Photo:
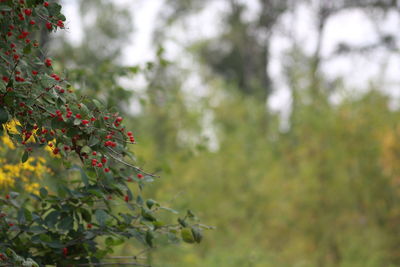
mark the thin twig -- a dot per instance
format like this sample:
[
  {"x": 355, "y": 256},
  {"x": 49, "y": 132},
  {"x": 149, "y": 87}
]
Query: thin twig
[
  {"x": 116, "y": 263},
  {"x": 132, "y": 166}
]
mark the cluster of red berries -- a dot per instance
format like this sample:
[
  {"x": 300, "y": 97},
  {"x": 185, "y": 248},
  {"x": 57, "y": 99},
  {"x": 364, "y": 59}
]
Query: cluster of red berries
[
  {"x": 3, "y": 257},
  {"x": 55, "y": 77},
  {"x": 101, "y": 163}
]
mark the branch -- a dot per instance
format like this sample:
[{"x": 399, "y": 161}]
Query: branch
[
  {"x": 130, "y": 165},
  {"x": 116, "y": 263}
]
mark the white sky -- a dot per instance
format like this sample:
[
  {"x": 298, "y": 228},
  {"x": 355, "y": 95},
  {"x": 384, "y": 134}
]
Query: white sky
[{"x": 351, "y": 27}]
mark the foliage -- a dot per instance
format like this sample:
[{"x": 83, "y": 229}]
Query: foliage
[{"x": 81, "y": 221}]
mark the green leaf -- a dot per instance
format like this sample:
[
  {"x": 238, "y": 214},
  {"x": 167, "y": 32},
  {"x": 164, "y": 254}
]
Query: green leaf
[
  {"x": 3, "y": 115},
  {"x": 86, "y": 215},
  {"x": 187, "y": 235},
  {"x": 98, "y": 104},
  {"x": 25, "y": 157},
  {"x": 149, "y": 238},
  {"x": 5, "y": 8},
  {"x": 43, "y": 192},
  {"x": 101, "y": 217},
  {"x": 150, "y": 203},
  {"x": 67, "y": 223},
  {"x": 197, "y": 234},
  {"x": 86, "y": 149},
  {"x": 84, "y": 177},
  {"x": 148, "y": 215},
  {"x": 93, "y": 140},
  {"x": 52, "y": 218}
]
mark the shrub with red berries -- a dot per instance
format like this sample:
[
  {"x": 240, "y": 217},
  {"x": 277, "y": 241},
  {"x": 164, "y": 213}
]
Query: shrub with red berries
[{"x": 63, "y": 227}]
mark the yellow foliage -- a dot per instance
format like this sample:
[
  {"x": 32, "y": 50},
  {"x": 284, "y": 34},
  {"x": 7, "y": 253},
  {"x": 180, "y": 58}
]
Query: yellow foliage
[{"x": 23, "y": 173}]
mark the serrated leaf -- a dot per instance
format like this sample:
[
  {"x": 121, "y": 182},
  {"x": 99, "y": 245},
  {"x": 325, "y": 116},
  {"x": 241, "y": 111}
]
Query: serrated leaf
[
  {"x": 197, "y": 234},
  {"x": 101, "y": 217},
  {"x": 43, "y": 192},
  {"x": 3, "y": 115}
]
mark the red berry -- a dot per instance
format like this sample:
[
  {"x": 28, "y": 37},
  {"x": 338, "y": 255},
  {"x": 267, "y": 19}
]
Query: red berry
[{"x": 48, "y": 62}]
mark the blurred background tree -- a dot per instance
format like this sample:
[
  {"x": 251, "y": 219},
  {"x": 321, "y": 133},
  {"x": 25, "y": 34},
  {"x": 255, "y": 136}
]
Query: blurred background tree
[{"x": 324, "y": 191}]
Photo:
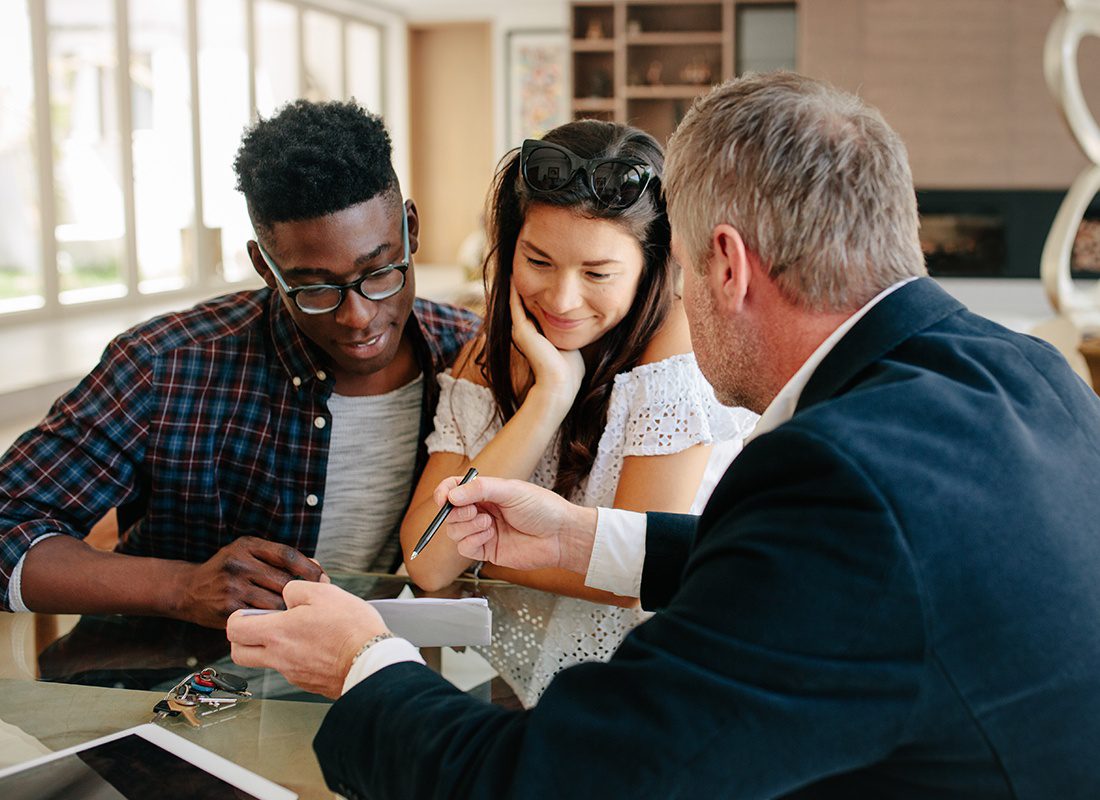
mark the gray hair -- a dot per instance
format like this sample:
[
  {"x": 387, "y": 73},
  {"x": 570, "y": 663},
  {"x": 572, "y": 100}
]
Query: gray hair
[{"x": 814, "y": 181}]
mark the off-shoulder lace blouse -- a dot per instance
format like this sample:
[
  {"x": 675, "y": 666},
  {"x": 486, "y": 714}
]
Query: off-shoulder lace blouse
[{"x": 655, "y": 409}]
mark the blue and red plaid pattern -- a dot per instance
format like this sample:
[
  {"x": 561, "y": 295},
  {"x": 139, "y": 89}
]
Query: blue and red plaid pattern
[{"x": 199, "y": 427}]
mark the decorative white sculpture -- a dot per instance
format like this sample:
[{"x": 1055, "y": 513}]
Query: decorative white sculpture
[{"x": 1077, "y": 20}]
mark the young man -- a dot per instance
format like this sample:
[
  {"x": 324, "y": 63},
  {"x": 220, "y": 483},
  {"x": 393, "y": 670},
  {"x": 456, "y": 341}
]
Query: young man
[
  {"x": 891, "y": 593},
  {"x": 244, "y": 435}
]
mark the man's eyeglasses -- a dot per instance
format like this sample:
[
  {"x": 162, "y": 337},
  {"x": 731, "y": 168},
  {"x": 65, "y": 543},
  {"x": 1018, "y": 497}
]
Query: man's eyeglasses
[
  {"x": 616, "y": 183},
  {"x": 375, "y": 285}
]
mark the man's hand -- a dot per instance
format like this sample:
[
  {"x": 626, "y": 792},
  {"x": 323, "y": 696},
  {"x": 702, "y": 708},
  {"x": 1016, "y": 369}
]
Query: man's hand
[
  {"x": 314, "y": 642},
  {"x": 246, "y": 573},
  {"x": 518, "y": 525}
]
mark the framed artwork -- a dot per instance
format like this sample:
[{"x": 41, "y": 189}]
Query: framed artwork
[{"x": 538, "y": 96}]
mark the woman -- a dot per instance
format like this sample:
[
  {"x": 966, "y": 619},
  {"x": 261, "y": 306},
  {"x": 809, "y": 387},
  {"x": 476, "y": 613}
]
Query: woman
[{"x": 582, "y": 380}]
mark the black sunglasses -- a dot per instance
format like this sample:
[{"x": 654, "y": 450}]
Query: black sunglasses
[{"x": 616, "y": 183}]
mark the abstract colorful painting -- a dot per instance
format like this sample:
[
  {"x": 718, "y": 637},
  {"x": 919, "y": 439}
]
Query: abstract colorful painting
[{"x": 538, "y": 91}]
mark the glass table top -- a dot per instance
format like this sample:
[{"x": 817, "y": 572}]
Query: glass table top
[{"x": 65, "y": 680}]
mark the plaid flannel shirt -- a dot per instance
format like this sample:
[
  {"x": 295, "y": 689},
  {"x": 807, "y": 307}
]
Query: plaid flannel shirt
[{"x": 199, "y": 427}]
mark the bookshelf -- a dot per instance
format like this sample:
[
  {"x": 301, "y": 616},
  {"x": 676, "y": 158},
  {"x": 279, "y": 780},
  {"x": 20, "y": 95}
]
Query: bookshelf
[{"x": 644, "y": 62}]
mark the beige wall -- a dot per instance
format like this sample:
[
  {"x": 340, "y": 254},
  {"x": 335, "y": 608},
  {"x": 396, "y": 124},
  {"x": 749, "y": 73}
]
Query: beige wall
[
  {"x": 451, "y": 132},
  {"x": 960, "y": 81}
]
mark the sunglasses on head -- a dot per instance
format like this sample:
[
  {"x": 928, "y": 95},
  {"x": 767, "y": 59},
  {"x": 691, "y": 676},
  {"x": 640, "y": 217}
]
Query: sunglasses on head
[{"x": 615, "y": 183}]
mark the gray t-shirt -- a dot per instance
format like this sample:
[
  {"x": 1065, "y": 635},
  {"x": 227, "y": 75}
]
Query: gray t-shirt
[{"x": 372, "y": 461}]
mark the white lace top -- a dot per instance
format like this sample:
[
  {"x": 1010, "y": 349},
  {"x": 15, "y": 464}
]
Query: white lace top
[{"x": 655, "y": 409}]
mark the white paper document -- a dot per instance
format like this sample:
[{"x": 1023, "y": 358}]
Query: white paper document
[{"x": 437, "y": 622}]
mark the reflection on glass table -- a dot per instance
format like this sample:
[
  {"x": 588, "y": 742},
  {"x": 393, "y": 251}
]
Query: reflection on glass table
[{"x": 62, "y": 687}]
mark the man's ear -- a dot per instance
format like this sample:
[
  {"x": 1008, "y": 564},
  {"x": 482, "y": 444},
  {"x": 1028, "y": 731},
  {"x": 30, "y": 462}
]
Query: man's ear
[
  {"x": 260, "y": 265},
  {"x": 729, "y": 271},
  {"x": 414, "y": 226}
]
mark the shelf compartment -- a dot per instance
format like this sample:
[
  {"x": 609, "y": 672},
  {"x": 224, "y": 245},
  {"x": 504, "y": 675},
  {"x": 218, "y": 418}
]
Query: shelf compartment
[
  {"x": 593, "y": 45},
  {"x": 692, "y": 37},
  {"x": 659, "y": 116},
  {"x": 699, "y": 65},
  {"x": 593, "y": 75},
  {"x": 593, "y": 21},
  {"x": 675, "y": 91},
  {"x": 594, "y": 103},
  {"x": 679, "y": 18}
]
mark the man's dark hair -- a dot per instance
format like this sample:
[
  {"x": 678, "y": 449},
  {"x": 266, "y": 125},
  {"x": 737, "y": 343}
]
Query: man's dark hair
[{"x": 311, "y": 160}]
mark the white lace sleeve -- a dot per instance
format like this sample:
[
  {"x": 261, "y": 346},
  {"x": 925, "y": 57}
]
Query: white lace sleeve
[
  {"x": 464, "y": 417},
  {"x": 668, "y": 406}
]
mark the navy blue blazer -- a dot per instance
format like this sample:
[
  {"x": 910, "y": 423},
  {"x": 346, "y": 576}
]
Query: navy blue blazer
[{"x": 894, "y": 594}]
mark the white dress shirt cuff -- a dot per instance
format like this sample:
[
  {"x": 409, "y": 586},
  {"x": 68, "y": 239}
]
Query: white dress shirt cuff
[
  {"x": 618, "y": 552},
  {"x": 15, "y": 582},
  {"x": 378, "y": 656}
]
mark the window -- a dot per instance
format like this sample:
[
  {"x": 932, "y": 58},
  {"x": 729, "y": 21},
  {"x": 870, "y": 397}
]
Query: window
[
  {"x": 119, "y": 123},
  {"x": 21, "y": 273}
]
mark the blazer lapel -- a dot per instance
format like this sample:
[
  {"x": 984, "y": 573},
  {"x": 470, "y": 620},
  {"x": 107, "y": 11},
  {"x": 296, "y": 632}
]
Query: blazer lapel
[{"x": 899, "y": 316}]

+ + + +

TASK TO CARRY OUT:
Each line above from the one with "Query: cluster of red berries" up to and including the one with "mark the white sky -- a dot per instance" must be set down exactly, and no line outside that span may appear.

FINAL ANSWER:
Query: cluster of red berries
[
  {"x": 3, "y": 257},
  {"x": 55, "y": 77},
  {"x": 101, "y": 163}
]
mark the branch -- a dot per instance
format like this sample:
[{"x": 399, "y": 161}]
Query: branch
[
  {"x": 130, "y": 165},
  {"x": 116, "y": 263}
]
mark the white sky -- a dot per instance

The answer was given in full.